# Exercise objective
Carry on the news article about HHS officials urging health tech startups to work with the government, picking up right after its last sentence.

# Text block
§

CHICAGO—Speaking to a group of startup leaders, HHS officials encouraged developers to collaborate with the agency on their innovations .
HHS' priorities include improving drug pricing transparency, driving value-based care, reducing opioid misuse, reforming insurance, cutting regulations, and better coordinating care, HHS associate deputy secretary William Brady said.
The agency is also focused on newer technologies, like AI. Despite the agency's insistence on deregulation, Brady said at least some regulation is necessary when it comes to AI. "There's a balance to make sure it's executed safety," he told Modern Healthcare.
He and other officials from the CMS, the Office of the National Coordinator for Health Information Technology, and the National Institutes of Health invited startup developers to actively work with government to help meet its goals.
But startups often avoid government, said Ed Simcox, HHS deputy chief technology officer, whose boss, Bruce Greenstein, will leave his post on June 1 for the private sector. That's because federal priorities can be ambiguous and the processes byzantine. It's also tough to figure out whom to talk to.
"We're hoping that we can lend a hand to people trying to work with the government and create companies in industry," Simcox said.
Stephen Konya, senior innovation strategist at the ONC, echoed that sentiment. "We want to work with all of you," he said. "Supporting you helps us support greater competition and a more efficient marketplace."
The ONC uses contests and grants to encourage and engage innovators.
Lately, ONC representatives have also been pushing open APIs for greater interoperability, as legislators called for in the 21st Century Cures Act. But, Konya said, "we are still bogged down a bit with interoperability challenges."

§

Entries taken from a collection

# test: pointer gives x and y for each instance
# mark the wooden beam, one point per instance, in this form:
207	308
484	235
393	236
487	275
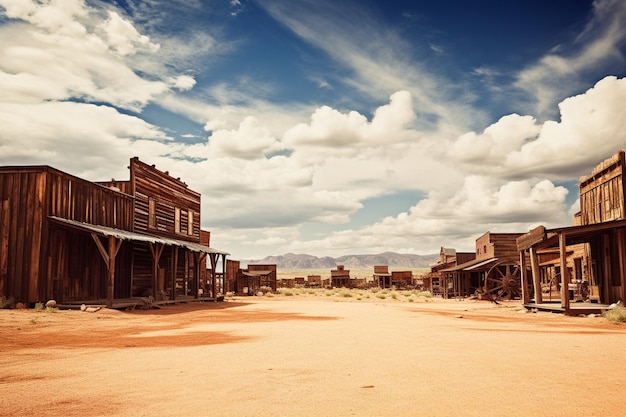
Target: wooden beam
621	250
213	274
101	249
114	246
564	272
174	268
534	266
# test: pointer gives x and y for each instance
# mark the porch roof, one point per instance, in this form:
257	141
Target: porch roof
256	273
139	237
470	265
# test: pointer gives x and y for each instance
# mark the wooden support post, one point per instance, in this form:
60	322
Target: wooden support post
523	277
174	270
621	247
213	274
534	265
196	274
114	247
564	272
156	252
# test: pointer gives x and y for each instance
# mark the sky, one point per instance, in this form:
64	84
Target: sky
325	127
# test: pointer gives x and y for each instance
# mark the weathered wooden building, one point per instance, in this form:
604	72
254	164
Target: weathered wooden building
494	273
255	277
314	281
340	277
435	281
381	276
385	279
586	261
72	240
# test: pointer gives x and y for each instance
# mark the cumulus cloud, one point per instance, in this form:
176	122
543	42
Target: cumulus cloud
329	128
592	126
559	74
250	141
123	37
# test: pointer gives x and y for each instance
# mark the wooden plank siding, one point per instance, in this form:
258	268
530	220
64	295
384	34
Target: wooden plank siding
497	245
602	192
169	194
37	259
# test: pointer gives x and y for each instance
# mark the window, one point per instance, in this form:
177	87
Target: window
190	223
177	220
152	213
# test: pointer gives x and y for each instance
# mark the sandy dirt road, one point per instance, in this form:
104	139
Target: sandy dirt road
311	356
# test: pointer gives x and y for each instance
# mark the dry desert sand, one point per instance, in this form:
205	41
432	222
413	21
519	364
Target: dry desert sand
311	356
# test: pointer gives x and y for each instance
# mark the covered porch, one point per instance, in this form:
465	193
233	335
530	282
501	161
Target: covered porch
108	242
588	271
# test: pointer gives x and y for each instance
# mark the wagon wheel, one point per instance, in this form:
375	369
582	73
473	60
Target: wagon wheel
503	281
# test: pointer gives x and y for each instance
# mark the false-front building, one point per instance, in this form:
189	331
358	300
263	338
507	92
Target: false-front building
72	240
584	263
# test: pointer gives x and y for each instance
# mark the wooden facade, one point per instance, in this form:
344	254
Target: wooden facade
259	277
585	262
381	276
441	284
493	273
68	239
340	277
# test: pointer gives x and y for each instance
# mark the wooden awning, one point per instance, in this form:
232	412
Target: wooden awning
257	273
470	266
138	237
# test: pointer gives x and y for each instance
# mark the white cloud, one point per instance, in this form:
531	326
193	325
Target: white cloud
555	76
592	127
123	38
83	138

§

# Response to the exercise
Relatedly, speaking on behalf of the Indian Health Service, Simcox said the agency is at a turning point, as it decides whether to modernize its electronic health record—which is built on much of th same architecture as the system the VA is replacing with Cerner—or replace it. "Cerner's great," he said. "But just because you're on the same platform doesn't necessarily automatically give you interoperability."
A move to Cerner would be another major win for the vendor, which just signed a $10 billion contract with the VA to replace that agency's homegrown VistA.
One tool that may help with data exchange is telehealth, Brady told Modern Healthcare. Physician-to-physician exchange of data is where telehealth is poised to excel in the short term, he said. Long term, telehealth stands to increase access for patients, he said.
To encourage development of virtual healthcare tools, HHS officials must clarify what telehealth is in the first place, Brady said.
Indeed, a current of clarification—or demystification—ran through the event. "We want to demystify HHS," Brady said, "to give people more comfort to work with us."